═════ PROVIDED DATA
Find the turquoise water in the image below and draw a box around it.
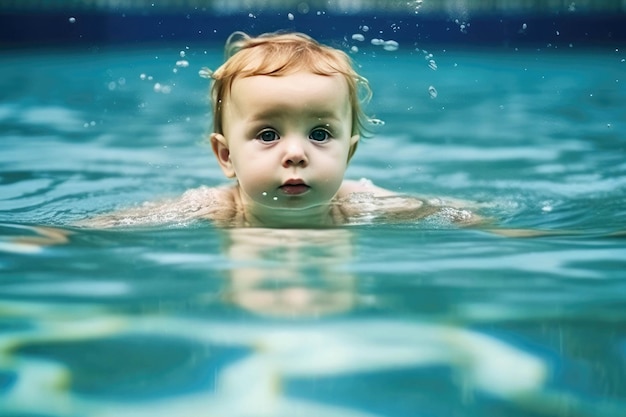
[0,40,626,417]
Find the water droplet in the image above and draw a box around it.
[198,67,213,79]
[352,33,365,42]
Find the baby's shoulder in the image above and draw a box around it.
[336,178,480,225]
[76,186,236,228]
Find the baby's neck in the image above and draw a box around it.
[235,188,343,228]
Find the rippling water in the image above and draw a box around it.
[0,41,626,417]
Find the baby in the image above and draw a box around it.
[85,32,476,227]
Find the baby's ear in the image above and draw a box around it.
[210,133,235,178]
[348,135,361,162]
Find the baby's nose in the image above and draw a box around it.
[283,139,309,168]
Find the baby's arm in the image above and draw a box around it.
[76,187,233,229]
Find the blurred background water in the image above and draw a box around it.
[0,0,626,417]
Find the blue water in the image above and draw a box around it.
[0,36,626,417]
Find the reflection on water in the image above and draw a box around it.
[0,304,546,417]
[224,229,357,317]
[0,225,626,417]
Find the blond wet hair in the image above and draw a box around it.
[211,32,371,156]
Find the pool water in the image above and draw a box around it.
[0,39,626,417]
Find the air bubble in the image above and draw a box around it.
[383,41,400,51]
[352,33,365,42]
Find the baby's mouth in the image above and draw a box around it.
[279,179,311,195]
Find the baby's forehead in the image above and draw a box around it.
[225,71,350,99]
[224,72,352,119]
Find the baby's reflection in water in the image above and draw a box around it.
[218,228,357,317]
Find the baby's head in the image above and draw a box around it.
[211,32,371,157]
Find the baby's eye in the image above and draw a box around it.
[309,129,331,142]
[256,130,278,142]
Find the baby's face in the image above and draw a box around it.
[216,72,358,223]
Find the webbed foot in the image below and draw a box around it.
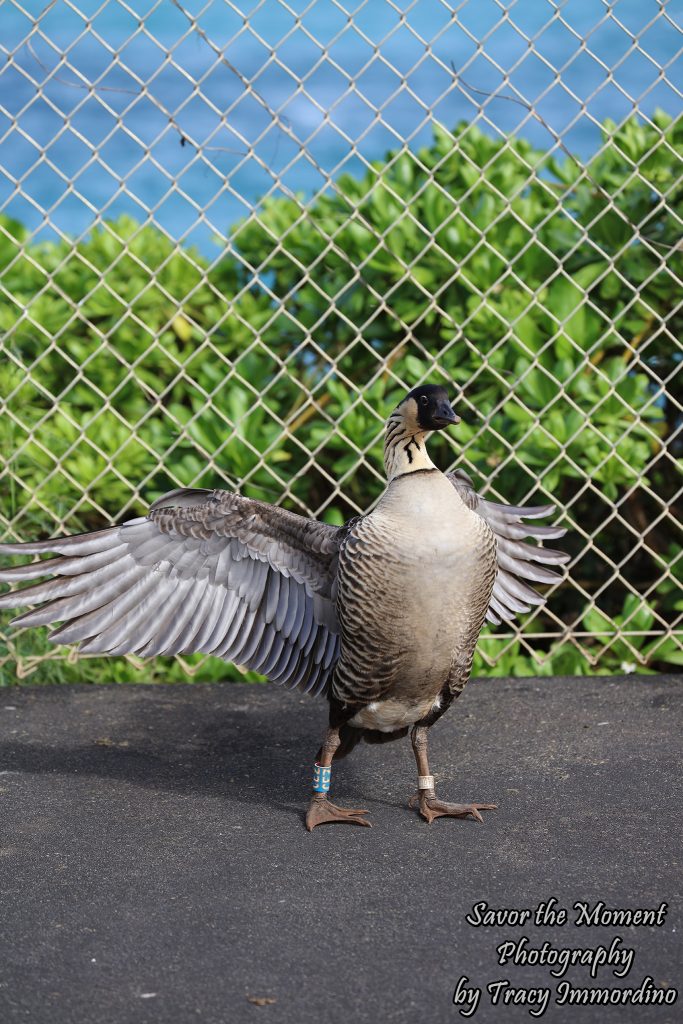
[306,794,372,831]
[408,790,497,824]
══════════
» WORK TO COMPLETE
Reproduce all of the data exactly, omitting each picture it holds.

» COMPLETED TASK
Find the turquoise water in the image below and draw a box around it.
[0,40,626,417]
Find the water droplet in the image above and draw a box around it.
[198,67,213,79]
[352,33,365,42]
Find the baby's shoulder in the image above and draw a box around it.
[336,178,480,225]
[76,186,236,228]
Find the baby's neck in the image above and draw a box around it.
[235,188,343,228]
Find the rippling water in the image above and draw a box around it.
[0,41,626,417]
Find the baby in the image above and draw a box around it.
[85,32,476,227]
Find the baby's ear in the image above and draw a box around it.
[210,133,235,178]
[348,135,361,162]
Find the baby's nose in the image above and draw a box around it.
[283,139,309,168]
Find the baby's arm in the image above and draw a box around it.
[76,187,233,229]
Find the blurred background water in the image above and draw a box around it.
[0,0,626,417]
Find the blue water in the image above and draw a box around it.
[0,36,626,417]
Find the reflection on water in the image above and draw a box around it.
[0,304,546,417]
[224,229,357,317]
[0,225,626,417]
Find the blond wet hair in the image above and draw a box around it.
[211,32,371,156]
Find the pool water in the image above and draw a box around it.
[0,39,626,417]
Find the air bubble in the image above and draw a box around it.
[383,41,400,51]
[352,33,365,42]
Find the baby's mouth in the image above and draw a box around it.
[279,179,311,195]
Find the baby's forehead in the image above and draw a box around it.
[225,71,350,99]
[224,72,352,119]
Find the baby's reflection in water in the image above and draw a box around it.
[218,228,357,317]
Find the baby's head in the image above and draw a box around it.
[211,32,371,157]
Find the baby's eye in the image above and draw a box around it.
[309,129,331,142]
[256,130,278,142]
Find the baby's face in the image above and draw a box around it.
[216,72,358,223]
Find the webbed foot in the image below and draw a box around it.
[306,794,372,831]
[408,790,497,824]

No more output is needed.